• Exercise data
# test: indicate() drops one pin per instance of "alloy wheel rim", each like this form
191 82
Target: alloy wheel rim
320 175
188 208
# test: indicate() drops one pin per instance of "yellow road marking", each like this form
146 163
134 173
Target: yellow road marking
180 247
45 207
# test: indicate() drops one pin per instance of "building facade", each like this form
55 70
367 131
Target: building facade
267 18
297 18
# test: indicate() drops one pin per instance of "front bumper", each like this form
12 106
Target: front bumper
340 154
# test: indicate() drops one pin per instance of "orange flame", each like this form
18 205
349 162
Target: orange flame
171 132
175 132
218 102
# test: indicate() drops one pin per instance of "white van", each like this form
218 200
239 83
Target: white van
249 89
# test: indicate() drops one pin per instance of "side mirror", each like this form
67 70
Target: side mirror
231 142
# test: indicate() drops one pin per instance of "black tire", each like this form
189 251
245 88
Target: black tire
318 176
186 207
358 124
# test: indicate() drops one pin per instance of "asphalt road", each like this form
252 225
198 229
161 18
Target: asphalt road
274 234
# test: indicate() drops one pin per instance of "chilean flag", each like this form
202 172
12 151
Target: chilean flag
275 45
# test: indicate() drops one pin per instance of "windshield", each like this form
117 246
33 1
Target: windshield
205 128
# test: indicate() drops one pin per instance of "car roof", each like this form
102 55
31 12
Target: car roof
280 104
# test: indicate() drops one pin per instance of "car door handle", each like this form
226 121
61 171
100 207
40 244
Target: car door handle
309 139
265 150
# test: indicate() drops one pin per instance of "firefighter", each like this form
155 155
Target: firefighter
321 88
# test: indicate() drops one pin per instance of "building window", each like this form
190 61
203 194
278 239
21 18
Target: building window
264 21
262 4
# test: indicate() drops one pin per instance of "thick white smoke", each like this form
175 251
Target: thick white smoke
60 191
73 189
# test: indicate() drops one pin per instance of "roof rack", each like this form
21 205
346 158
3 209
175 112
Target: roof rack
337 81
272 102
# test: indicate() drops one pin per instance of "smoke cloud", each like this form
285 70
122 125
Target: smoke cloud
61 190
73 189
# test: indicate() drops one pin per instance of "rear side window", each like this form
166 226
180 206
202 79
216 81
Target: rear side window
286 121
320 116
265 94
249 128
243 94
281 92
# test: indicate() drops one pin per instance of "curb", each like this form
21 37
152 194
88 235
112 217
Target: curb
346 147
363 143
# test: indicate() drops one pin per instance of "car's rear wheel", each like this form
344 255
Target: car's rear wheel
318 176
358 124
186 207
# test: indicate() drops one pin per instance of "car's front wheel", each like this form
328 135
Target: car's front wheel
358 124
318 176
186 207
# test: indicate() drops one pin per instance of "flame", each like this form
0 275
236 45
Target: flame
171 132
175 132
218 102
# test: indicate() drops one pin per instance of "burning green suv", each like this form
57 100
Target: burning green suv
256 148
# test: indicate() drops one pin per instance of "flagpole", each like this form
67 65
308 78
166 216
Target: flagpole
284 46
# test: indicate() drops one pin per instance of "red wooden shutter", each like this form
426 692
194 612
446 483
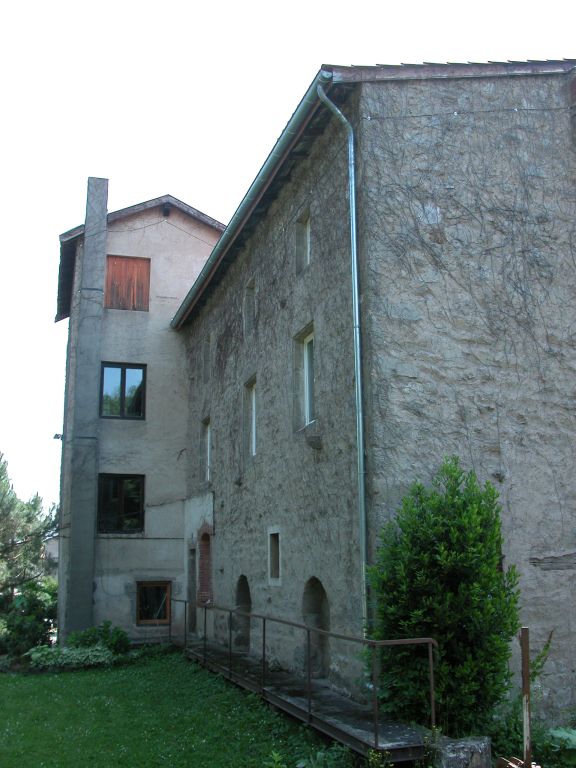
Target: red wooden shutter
127 283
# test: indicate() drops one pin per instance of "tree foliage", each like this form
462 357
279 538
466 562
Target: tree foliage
439 574
24 529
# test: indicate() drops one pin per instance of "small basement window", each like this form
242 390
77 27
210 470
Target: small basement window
153 603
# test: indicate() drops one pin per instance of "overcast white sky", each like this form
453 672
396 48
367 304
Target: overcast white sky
184 98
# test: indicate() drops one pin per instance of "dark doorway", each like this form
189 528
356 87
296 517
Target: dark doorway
241 625
316 614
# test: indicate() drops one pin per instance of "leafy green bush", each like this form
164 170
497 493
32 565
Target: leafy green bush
439 574
28 617
51 657
113 638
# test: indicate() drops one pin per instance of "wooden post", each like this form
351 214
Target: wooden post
525 649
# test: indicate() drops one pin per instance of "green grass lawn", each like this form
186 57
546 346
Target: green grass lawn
162 711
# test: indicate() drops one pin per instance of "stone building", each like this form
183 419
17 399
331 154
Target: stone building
360 319
122 277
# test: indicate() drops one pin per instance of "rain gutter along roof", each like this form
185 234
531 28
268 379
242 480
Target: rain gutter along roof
329 76
290 135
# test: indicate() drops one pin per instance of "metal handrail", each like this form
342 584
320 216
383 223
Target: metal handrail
374 645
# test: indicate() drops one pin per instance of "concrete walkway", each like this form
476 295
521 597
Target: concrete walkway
332 713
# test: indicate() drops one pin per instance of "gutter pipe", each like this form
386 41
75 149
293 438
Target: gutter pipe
360 441
301 117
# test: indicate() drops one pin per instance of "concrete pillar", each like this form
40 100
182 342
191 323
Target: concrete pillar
85 422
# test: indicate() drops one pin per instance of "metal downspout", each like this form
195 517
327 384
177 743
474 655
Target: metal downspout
357 349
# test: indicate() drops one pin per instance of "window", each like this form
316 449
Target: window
207 449
250 418
153 602
127 283
249 307
303 241
205 569
274 556
304 389
308 344
120 503
206 358
122 391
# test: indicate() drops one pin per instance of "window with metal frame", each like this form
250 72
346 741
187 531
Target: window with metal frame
303 241
308 372
250 418
153 602
120 503
123 391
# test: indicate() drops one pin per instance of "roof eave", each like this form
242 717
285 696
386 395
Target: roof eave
290 135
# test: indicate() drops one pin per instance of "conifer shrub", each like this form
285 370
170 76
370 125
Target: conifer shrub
113 638
439 574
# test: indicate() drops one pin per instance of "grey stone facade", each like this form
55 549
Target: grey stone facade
466 216
99 572
466 191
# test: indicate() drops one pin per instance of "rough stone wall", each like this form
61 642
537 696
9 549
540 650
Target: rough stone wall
301 482
467 220
99 572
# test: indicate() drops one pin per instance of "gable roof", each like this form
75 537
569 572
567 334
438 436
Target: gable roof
69 239
306 123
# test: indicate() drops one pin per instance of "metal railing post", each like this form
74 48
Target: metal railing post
230 643
263 651
432 695
205 609
308 675
185 624
375 695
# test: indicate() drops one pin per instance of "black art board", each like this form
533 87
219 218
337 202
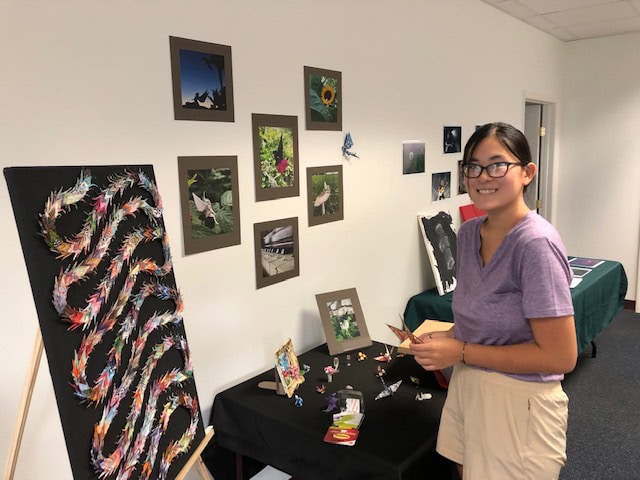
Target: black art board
29 189
441 243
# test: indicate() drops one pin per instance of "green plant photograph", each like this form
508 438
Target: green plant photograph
323 98
276 157
325 188
210 202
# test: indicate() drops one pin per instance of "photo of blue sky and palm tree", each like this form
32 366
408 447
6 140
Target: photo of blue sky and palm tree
202 80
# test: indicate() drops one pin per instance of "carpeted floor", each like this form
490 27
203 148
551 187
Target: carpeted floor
604 406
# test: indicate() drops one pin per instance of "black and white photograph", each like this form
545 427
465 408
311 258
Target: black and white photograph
462 188
452 139
276 251
440 186
413 157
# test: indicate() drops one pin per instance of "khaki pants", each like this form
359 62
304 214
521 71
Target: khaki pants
498 427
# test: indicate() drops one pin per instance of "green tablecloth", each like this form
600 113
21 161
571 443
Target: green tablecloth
596 301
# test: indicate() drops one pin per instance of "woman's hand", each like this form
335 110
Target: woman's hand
437 351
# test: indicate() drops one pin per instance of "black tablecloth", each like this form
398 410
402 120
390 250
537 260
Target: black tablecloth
397 437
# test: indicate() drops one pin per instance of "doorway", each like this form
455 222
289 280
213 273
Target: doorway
538 128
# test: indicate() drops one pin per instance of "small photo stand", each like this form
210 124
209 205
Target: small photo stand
441 244
288 368
343 321
275 156
276 251
325 194
210 202
323 99
202 80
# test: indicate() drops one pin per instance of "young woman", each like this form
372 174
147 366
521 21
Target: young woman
514 336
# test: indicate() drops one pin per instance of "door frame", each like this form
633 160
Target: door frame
547 142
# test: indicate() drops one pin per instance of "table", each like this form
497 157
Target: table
397 437
596 301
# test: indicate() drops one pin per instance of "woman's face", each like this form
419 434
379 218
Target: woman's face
493 194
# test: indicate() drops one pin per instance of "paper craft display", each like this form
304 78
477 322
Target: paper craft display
427 326
288 368
110 315
404 334
440 241
347 145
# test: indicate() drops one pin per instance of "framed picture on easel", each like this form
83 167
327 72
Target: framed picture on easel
343 321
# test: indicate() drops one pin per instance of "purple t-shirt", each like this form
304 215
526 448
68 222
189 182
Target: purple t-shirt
527 277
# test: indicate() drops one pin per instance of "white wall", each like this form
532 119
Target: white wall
599 182
91 84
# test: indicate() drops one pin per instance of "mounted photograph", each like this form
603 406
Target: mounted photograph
276 251
323 99
325 194
275 156
202 80
209 200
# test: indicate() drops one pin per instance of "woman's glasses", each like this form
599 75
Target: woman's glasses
494 170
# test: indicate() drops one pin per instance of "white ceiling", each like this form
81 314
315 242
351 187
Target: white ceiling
571 20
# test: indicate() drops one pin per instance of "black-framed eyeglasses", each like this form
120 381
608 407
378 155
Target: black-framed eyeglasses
494 170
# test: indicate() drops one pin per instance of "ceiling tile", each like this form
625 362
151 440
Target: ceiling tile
595 13
562 34
515 9
612 27
549 6
540 22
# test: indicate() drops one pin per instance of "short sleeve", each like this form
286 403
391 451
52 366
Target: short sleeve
545 278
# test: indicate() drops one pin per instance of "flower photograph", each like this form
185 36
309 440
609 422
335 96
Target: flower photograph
323 99
275 156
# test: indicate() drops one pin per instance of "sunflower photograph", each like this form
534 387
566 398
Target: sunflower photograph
323 99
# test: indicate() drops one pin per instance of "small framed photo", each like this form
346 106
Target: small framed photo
462 187
343 321
275 156
452 139
325 196
288 368
276 251
440 186
323 99
202 80
210 202
413 155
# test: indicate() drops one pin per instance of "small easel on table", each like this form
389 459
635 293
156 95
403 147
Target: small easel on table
27 393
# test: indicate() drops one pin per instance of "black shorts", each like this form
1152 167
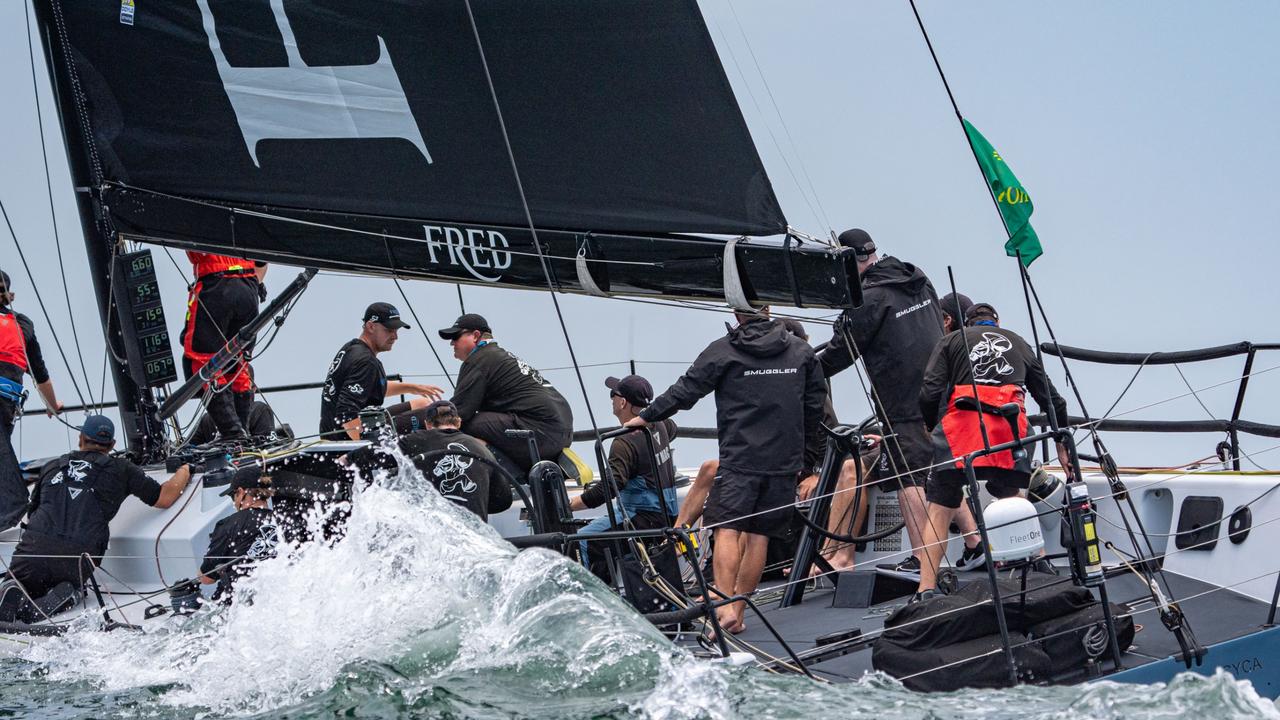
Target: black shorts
904 458
750 502
946 486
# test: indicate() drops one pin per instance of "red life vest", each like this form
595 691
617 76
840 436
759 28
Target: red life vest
963 431
208 264
13 346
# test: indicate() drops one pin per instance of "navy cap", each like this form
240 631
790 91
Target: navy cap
440 406
632 388
387 315
250 477
859 240
465 324
981 310
99 428
949 306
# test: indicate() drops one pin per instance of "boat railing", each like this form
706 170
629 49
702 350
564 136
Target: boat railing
1233 425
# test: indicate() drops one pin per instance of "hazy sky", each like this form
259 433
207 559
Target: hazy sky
1144 132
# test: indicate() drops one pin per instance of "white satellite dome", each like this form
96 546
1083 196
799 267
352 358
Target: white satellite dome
1013 529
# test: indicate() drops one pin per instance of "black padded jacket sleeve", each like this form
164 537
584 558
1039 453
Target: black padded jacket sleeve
696 383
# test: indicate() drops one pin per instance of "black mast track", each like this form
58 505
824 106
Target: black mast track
662 265
144 432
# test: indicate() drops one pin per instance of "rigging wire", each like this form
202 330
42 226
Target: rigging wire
40 300
529 218
53 215
769 130
782 121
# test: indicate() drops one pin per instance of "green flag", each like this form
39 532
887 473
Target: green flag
1013 200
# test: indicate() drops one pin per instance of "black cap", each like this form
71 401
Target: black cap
99 428
248 477
978 310
387 315
632 388
464 324
795 327
859 240
949 306
433 411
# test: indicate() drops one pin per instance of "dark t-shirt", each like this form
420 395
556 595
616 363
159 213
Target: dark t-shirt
461 479
630 456
492 379
237 543
356 379
80 493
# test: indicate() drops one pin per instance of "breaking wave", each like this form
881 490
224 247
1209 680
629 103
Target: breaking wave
421 610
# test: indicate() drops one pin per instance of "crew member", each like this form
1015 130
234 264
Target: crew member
356 378
72 506
769 395
245 537
19 354
499 392
894 331
954 306
223 300
645 490
462 479
1002 368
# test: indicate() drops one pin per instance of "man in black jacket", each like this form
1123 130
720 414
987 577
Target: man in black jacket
769 396
462 479
1000 367
499 392
72 506
356 378
19 354
636 478
894 332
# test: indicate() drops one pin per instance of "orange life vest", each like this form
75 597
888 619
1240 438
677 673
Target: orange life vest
13 346
209 264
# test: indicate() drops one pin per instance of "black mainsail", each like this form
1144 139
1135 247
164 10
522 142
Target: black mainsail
366 137
565 144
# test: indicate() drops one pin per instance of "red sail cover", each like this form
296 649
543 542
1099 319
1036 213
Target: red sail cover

• Task statement
Collect every line of the entries above that contains the string "gutter".

• Right answer
# test: indicate() drops one pin per instance of "rain gutter along roof", each like this form
Target: rain gutter along roof
# test: indicate() drops one pin per instance of "gutter pipe", each like this form
Target: gutter pipe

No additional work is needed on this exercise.